Materials provided
--
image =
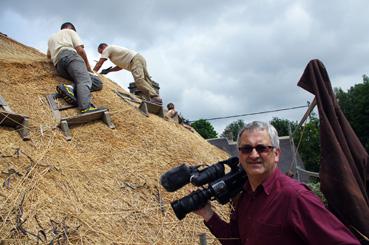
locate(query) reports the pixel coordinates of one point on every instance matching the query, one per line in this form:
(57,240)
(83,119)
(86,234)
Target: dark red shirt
(280,211)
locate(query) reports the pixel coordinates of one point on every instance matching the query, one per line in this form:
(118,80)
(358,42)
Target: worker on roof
(68,55)
(273,208)
(132,61)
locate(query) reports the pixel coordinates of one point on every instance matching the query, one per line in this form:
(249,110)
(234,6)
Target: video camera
(220,186)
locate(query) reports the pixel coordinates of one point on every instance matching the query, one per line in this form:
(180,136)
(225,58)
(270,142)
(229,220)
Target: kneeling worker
(132,61)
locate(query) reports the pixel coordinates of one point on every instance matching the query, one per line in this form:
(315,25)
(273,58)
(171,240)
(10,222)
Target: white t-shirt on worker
(63,39)
(120,56)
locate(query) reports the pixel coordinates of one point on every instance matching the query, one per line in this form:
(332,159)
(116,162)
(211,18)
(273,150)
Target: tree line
(354,103)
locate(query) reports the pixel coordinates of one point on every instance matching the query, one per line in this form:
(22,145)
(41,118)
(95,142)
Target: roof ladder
(66,122)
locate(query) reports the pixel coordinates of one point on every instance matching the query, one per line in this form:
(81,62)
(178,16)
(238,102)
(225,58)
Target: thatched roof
(102,187)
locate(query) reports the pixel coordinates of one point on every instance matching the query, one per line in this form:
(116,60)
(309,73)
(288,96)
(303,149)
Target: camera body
(220,186)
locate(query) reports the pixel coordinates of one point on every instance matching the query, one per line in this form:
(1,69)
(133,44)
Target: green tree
(282,126)
(307,139)
(355,105)
(204,128)
(233,128)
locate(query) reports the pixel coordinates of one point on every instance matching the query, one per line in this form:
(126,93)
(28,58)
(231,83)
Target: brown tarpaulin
(344,172)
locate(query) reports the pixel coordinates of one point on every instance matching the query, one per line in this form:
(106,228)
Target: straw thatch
(103,186)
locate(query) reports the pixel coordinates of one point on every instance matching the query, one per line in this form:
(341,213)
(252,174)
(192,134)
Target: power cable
(254,113)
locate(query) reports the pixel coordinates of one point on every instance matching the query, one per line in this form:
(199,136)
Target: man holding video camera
(273,208)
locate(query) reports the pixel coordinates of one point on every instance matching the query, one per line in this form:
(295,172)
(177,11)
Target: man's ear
(277,153)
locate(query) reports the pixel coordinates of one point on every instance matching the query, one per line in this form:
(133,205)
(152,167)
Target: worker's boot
(67,93)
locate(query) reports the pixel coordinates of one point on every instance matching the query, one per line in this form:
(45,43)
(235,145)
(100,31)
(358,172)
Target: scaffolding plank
(86,117)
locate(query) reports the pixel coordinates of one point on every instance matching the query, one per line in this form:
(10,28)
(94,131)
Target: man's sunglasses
(247,149)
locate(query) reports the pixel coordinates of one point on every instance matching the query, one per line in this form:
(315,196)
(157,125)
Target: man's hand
(205,212)
(106,71)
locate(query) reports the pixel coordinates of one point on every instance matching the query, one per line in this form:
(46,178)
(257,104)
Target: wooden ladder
(66,122)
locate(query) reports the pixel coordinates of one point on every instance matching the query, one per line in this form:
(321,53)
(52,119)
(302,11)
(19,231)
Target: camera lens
(192,202)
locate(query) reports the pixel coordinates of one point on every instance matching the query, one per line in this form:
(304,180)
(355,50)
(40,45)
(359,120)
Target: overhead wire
(253,113)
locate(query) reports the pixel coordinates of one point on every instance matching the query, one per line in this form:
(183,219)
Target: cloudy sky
(213,58)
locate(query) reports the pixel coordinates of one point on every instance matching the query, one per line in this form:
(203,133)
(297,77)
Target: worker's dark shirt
(280,211)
--
Your objective
Give all the entries again exactly, dropping each picture.

Answer for this exercise
image =
locate(query) reports the pixel coordinates of one point on every instance matching the query, one per line in this form:
(57,240)
(83,119)
(86,234)
Target: dark red shirt
(280,211)
locate(query) reports the pixel coordinates of one point on every instance matching the query, one per line in this form:
(118,80)
(358,42)
Target: worker on roof
(68,55)
(273,208)
(132,61)
locate(query) reports the pixel coordinates of one point on every instance matching the query, one per line in this form:
(249,110)
(234,6)
Target: video camera
(220,186)
locate(query) reports the pixel coordinates of one point on every instance matching the query, one per line in this form:
(180,136)
(225,58)
(270,142)
(229,220)
Target: kneeling worker
(132,61)
locate(query) reports the pixel coordinates of one point on every instance matching the query, one per line in this form:
(315,25)
(273,58)
(171,240)
(10,222)
Target: white t-shirt on worker
(63,39)
(120,56)
locate(query) reports the pixel coordinates of one point on every instance matching the query, one per line in this form:
(332,159)
(116,162)
(211,18)
(273,150)
Target: tree line
(354,103)
locate(query) reports the pixel coordinates of one point on every instance matching the query, one per line in this form:
(22,145)
(41,118)
(95,142)
Target: roof ladder
(66,122)
locate(query) reports the pixel coordinates of one point on every instance matching the query, one per line in this form:
(81,62)
(178,16)
(238,102)
(225,58)
Target: thatched roof
(102,187)
locate(query) reports the pixel coordinates of one point on every instance matching the query, one per line in this form:
(116,60)
(309,73)
(288,96)
(303,149)
Target: camera body
(220,186)
locate(query) reports the pixel coordinates of one point on every instance matching the query, one per line in this form:
(1,69)
(133,44)
Target: green tree
(282,126)
(307,139)
(355,105)
(204,128)
(233,128)
locate(query) reports the pixel coordinates of one point on every instance matching the query, one per line in this form:
(126,93)
(28,58)
(231,83)
Target: brown tarpaulin
(344,172)
locate(query) reports the pixel coordinates of one point on every instance matching the query, one per line in this form:
(106,228)
Target: straw thatch
(103,186)
locate(query) reports the pixel coordinates of one point on every instance matching the query, one per line in this form:
(341,213)
(252,174)
(192,134)
Target: power cable
(254,113)
locate(query) reports the pixel coordinates of one point on every instance matching the query, one per line in this form:
(199,136)
Target: man holding video camera
(273,208)
locate(query) reports the pixel coordinates of one point on every instance matching the query, one per line in this form:
(295,172)
(177,11)
Target: man's ear
(277,153)
locate(query) reports the pixel coordinates of one point on every instance matching the query, one per line in this form:
(133,205)
(152,167)
Target: worker's boot
(67,93)
locate(query) reports the pixel coordinates of one point on every instance matching the query, one per line in this form:
(45,43)
(235,145)
(100,31)
(358,172)
Target: scaffolding plank
(86,117)
locate(query) reports the pixel coordinates of one point on every instance matching the query, one per line in this form:
(10,28)
(94,131)
Target: man's sunglasses
(247,149)
locate(query) reports the pixel coordinates of one point on every instance matching the query, one per line in this form:
(315,196)
(157,125)
Target: man's hand
(205,212)
(106,71)
locate(query) reports the pixel coordinates of one point on every instance matching the query, one per line in this form:
(46,178)
(257,104)
Target: wooden ladder
(66,122)
locate(query) reports the pixel coordinates of one point on every instance matching the query, one per line in this form:
(321,53)
(52,119)
(302,11)
(19,231)
Target: camera lens
(192,202)
locate(query) reports the pixel coordinates of one point on every instance matching the query, one per line in this form:
(304,180)
(355,50)
(40,45)
(359,120)
Target: overhead wire
(253,113)
locate(query) reports the pixel coordinates of one point on every instance matching the query, one per line in this form:
(183,219)
Target: cloudy sky
(213,58)
locate(query) reports the pixel coordinates of one point on every instance matching the query, one per line in this form:
(203,133)
(297,77)
Target: worker's dark shirt
(280,211)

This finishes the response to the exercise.